(Beginning of Given text)

All three major U.S. stock averages advanced in a
broad-based rally, boosted by index leaders Amazon.com AMZN.O ,
Microsoft Corp MSFT.O and Alphabet Inc GOOGL.O .
Worries over the coronavirus kept market participants on
edge, with the death toll rising to 908 and the World Health
Organization (WHO) warning that new cases outside of China could
be "the spark that becomes a bigger fire." But generally upbeat earnings, positive economic data and
China's recent stimulus have attracted buyers to the U.S.
equities market.
"The money that China injected into its economy is finding
its way around the world and you have a "buy anything and
everything' mentality," said Paul Nolte, portfolio manager at
Kingsview Asset Management in Chicago. "It's an index buy and
it's growth verses value."
"The U.S. is seeing some economic growth," Nolte added.
"We're the cleanest shirt in the dirty laundry, globally, and it
gives investors another reason to buy U.S. stocks."
Tesla Inc's TSLA.O stock rose 3.1% after its Shanghai
factory resumed production, and iPhone maker Foxconn re-started
a key plant in China with 10% of its workforce. That is cold comfort for Apple, whose iPhone sales in China
could plunge by as much as 50% due to the virus, according to
analysts. The fast-spreading coronavirus has now caused more deaths
than the 2002-2003 SARS outbreak, and has affected a broad range
of companies and sectors. The Dow Jones Industrial Average .DJI rose 174.31 points,
or 0.6%, to 29,276.82, the S&P 500 .SPX gained 24.39 points,
or 0.73%, to 3,352.1 and the Nasdaq Composite .IXIC added
107.88 points, or 1.13%, to 9,628.39.

(End of Given text)
(Beginning of Data to examine)

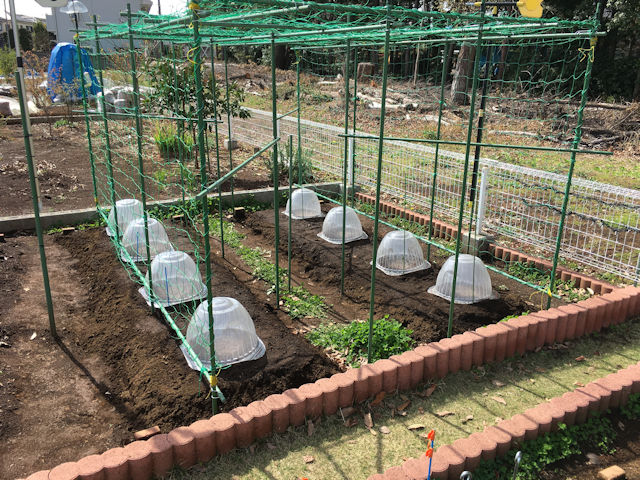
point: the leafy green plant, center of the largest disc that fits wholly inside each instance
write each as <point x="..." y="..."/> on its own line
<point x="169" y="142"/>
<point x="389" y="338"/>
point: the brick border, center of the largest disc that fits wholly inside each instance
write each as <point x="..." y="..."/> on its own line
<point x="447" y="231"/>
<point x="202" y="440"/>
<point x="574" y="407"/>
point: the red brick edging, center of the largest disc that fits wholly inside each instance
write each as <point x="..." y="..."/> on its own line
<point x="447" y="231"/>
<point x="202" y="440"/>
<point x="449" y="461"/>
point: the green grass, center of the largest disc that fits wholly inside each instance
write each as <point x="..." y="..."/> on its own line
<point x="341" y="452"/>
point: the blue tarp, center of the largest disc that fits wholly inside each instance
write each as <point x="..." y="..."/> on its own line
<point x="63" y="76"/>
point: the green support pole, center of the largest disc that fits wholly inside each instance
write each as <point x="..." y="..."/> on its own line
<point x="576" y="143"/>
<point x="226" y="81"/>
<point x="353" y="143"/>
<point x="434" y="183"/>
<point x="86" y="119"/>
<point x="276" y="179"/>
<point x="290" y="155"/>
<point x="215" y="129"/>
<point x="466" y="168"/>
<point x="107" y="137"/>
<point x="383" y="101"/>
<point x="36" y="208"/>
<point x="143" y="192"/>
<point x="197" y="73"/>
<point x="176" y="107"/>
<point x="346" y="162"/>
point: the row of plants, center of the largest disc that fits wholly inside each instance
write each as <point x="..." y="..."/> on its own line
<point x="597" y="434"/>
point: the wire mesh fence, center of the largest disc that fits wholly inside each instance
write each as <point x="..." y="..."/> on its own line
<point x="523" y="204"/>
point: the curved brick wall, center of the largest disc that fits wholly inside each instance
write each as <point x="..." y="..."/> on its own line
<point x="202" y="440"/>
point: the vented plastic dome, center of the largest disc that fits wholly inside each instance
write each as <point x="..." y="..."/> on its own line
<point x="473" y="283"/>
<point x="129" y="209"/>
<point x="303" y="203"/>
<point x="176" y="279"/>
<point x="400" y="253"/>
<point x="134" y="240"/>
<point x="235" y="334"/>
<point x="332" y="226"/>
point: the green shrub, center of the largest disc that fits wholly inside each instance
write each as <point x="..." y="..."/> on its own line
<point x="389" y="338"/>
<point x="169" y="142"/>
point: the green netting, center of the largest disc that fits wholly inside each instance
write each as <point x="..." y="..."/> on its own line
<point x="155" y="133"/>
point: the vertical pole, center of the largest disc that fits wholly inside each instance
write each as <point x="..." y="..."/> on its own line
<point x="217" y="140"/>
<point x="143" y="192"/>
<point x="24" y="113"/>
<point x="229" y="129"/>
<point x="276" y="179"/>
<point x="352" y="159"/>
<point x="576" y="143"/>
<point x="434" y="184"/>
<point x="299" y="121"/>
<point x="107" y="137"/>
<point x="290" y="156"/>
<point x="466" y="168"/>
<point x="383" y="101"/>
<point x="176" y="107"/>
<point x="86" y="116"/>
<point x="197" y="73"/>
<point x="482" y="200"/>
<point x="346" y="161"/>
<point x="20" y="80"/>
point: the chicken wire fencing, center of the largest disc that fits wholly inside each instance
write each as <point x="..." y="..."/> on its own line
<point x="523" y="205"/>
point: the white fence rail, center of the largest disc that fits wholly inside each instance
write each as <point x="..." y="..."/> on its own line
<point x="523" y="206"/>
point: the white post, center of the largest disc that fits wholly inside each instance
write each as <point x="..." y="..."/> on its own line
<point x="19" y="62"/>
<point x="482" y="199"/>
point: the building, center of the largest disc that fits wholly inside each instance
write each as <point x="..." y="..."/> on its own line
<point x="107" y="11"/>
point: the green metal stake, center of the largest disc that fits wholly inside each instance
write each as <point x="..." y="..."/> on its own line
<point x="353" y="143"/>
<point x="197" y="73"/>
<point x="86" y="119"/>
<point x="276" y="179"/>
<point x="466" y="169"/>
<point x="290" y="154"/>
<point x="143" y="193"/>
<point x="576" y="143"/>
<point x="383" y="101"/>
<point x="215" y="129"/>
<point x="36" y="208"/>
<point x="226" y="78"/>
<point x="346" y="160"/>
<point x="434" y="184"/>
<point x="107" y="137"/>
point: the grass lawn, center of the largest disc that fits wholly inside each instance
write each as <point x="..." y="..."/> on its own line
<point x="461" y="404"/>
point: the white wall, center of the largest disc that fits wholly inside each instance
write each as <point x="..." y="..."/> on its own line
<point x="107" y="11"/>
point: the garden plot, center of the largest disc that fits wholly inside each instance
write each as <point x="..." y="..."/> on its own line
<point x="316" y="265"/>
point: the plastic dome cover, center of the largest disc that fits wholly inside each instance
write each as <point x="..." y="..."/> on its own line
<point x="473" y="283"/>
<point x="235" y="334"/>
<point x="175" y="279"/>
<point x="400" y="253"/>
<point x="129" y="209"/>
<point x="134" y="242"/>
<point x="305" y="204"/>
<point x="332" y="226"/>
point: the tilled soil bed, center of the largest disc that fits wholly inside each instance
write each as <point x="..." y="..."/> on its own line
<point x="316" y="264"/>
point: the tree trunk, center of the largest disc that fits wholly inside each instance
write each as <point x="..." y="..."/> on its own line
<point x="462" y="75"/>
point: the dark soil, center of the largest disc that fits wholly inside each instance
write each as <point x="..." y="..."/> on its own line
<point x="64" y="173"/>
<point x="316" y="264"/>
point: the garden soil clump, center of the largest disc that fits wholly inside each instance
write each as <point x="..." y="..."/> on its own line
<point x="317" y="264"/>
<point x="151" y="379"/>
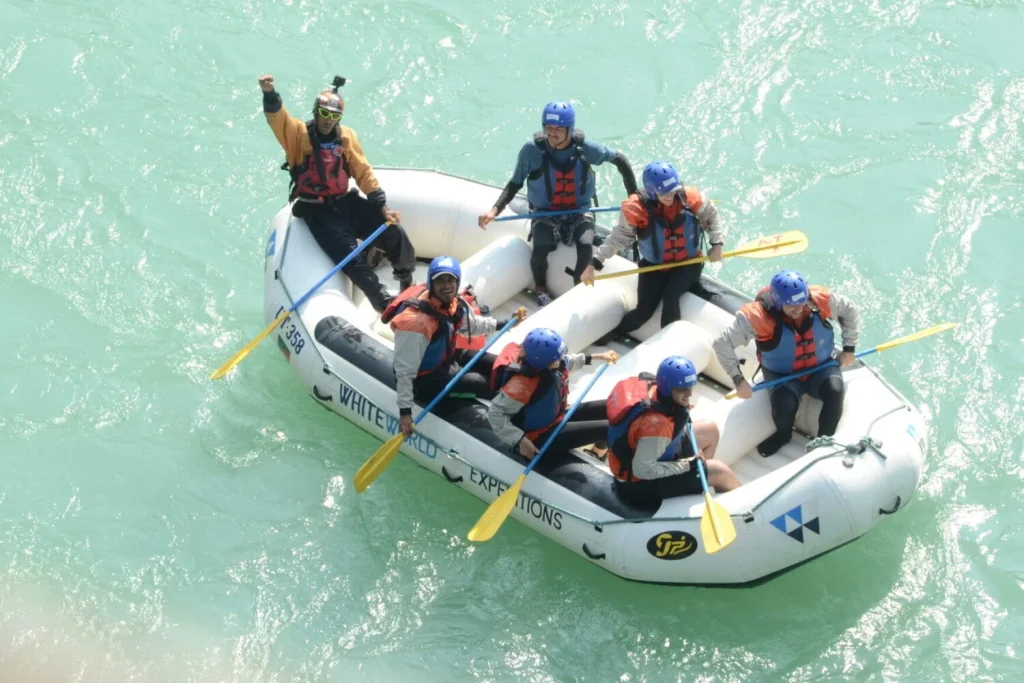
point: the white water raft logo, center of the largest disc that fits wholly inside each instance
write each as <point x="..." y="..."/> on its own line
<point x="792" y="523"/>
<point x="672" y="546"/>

(End of Data to examine)

> _Exercise 1_
Answer these questions using the market report:
(a) What death toll from the coronavirus does the market report give?
(b) Where does Paul Nolte work as a portfolio manager?
(c) By what percentage did Tesla's stock rise?
> _Exercise 2_
Rewrite the market report starting at "Tesla Inc's TSLA.O" and ending at "1.13%, to 9,628.39.", switching "Shanghai" to "Berlin".

> _Expected answer 1_
(a) 908
(b) Kingsview Asset Management in Chicago
(c) 3.1%

> _Expected answer 2_
Tesla Inc's TSLA.O stock rose 3.1% after its Berlin
factory resumed production, and iPhone maker Foxconn re-started
a key plant in China with 10% of its workforce. That is cold comfort for Apple, whose iPhone sales in China
could plunge by as much as 50% due to the virus, according to
analysts. The fast-spreading coronavirus has now caused more deaths
than the 2002-2003 SARS outbreak, and has affected a broad range
of companies and sectors. The Dow Jones Industrial Average .DJI rose 174.31 points,
or 0.6%, to 29,276.82, the S&P 500 .SPX gained 24.39 points,
or 0.73%, to 3,352.1 and the Nasdaq Composite .IXIC added
107.88 points, or 1.13%, to 9,628.39.